Page
----
I get asked a lot about what a great relationship looks like, or is supposed to be like. The easy answer is that it looks different for every couple, but a wonderful model of relationship development called the "Minding Theory" gives us a more applicable answer. The following is a brief overview of the model and how it can help couples. 

*The Five Parts of Minding*
Minding is defined by Harvey and Omarzu (2011) as "a reciprocal knowing process that occurs non-stop throughout the history of a relationship and involves a complex package of inter-related thoughts, feelings, and behaviors." On the surface this may sound like psychobabble, but at the core they are onto something. They also list 5 parts of relationship minding, and state that if we can make these happen in our relationships, they will be healthier and more satisfying.

*1. Knowing & Being Known*: this is a process of questioning, taking interest, and disclosing information. Basically, if we are always interested in knowing our partner, making efforts to know, as well as responding honestly to efforts they make to know us, we have part 1.

*2. Attributions*: this is the ways we explain why the other person did something, or is the way he/she is. The most important part here is that people in happier relationships attribute positive things in the other person's life to core character traits, and negative things as situation factors or as honest mistakes.
----
Given request
How would you render this sentence from the text on relationship minding in Spanish: "On the surface this may sound like psychobabble, but at the core they are onto something."? Nothing here depends on the lines.

Material
----
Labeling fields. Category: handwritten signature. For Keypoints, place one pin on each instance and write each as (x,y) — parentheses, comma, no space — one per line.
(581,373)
----
Task output
En apariencia, esto puede sonar a palabrería psicológica, pero en el fondo han dado con algo.